Line by line, copy the records below exactly.
-------- Exercise data --------
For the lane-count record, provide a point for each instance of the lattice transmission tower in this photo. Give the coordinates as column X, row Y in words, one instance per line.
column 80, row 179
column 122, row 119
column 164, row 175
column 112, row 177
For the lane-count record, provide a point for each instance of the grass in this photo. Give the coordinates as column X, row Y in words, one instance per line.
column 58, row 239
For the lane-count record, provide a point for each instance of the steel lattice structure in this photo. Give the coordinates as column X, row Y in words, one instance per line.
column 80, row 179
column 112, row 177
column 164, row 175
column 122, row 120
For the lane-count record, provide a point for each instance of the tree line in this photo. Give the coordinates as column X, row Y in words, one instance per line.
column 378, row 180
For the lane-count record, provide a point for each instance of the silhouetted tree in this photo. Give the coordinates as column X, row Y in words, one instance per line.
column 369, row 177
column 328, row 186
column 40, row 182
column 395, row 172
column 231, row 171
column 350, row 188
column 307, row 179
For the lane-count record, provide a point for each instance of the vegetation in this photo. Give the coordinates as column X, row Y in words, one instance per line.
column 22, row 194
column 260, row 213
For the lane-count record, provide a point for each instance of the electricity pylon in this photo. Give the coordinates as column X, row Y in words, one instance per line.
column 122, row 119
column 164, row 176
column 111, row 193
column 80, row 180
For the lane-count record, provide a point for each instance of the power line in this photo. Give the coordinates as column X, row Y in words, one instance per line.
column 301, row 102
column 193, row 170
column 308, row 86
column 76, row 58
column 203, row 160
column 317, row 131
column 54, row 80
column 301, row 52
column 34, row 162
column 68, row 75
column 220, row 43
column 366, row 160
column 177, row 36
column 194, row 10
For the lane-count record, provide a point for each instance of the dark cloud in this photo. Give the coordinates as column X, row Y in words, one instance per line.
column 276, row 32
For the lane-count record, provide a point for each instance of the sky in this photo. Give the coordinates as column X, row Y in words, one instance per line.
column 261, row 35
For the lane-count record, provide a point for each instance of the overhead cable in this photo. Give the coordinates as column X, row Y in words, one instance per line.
--------
**Your solution:**
For the lane-count record, provide a point for each instance of the lattice transmission tower in this photo. Give the coordinates as column X, row Y in words, one instance per line.
column 80, row 179
column 122, row 119
column 164, row 175
column 112, row 177
For the lane-count record, provide a point for each instance of the grass in this photo. Give the coordinates as column X, row Y in words, one instance per line.
column 58, row 239
For the lane-count record, provide a point for each instance of the steel lattice structure in this photo. Give the coordinates as column X, row Y in words, one instance per line.
column 80, row 179
column 112, row 177
column 164, row 175
column 122, row 120
For the lane-count record, provide a point for each instance of the tree line in this photo. Give the coordinates as column X, row Y in words, one instance per line.
column 378, row 180
For the lane-count record, provide a point for each instance of the silhouetted tree in this photo. Give the coordinates as column X, row Y in words, one instance per line.
column 369, row 177
column 328, row 186
column 40, row 182
column 395, row 172
column 231, row 171
column 350, row 188
column 307, row 179
For the lane-count record, provide a point for each instance of the vegetation in this photo. Give the coordinates as column X, row Y in words, one instance per line.
column 22, row 194
column 260, row 213
For the lane-count record, provide a point for each instance of the electricity pylon in this photo. Give the coordinates as column X, row Y in words, one instance per line.
column 122, row 119
column 164, row 176
column 111, row 193
column 80, row 180
For the lane-count record, provide a point for each instance of the power line in this photo. Give the coordinates as column X, row Y in words, one instance per line.
column 301, row 102
column 193, row 170
column 308, row 86
column 76, row 58
column 203, row 160
column 317, row 131
column 54, row 80
column 301, row 52
column 34, row 162
column 68, row 75
column 220, row 43
column 366, row 160
column 177, row 36
column 194, row 10
For the lane-count record, provide a point for each instance of the dark cloud in this photo. Give the coordinates as column X, row Y in words, one instance per line.
column 276, row 32
For the lane-count record, provide a point for each instance of the sky in this photo. Give the coordinates as column X, row Y in words, one instance per line.
column 261, row 35
For the lane-count record, provide a point for each instance of the overhead cable in this photo. Give the coordinates as column X, row Y in words, one instance per line.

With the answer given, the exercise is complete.